Given information:
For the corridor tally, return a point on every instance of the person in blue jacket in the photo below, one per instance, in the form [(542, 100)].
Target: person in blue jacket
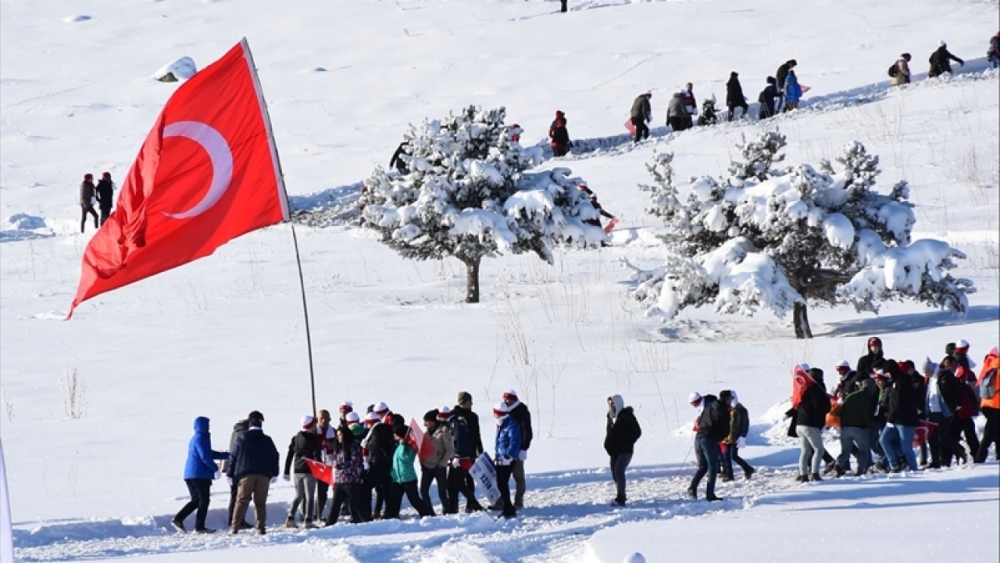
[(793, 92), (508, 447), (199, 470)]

...

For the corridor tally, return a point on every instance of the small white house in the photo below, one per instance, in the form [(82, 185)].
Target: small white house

==

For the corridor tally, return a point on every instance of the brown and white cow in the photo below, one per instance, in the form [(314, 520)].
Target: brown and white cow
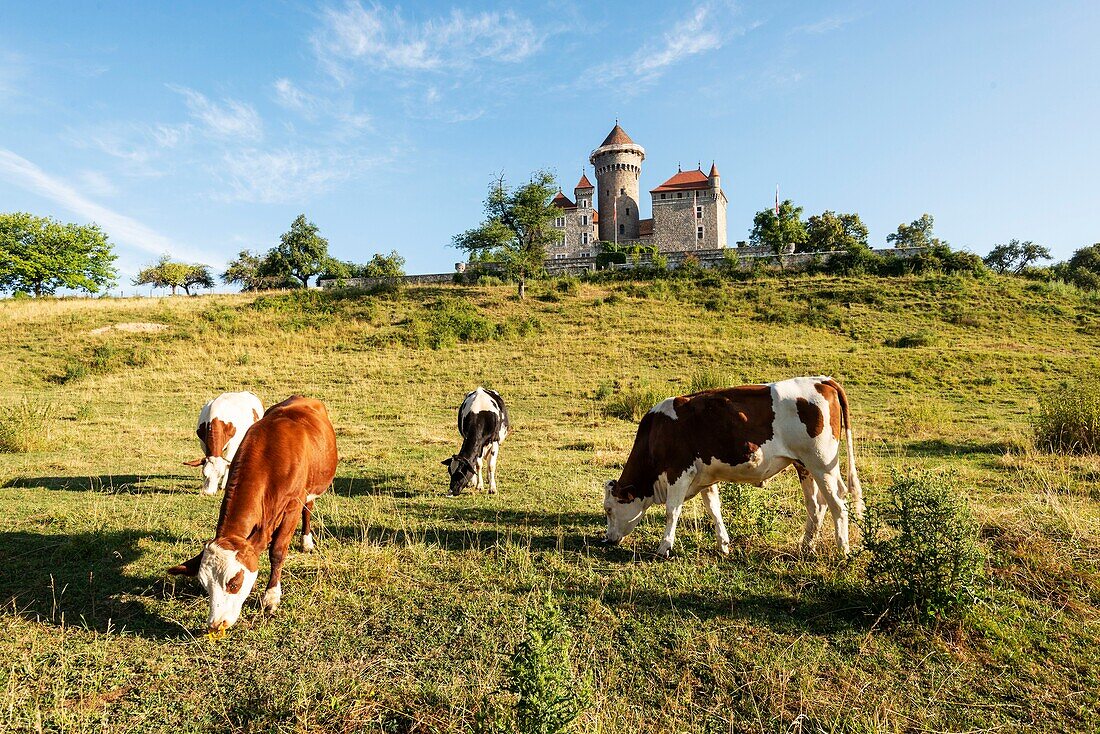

The problem: Once the line with "form [(82, 185)]." is found in the records above, print exactly that line and every line after it through the line with "Target: small white house".

Solution to this problem:
For the corridor tally, return a point on every instance of the small white house in the photo below, one per instance, in the form [(82, 185)].
Target: small white house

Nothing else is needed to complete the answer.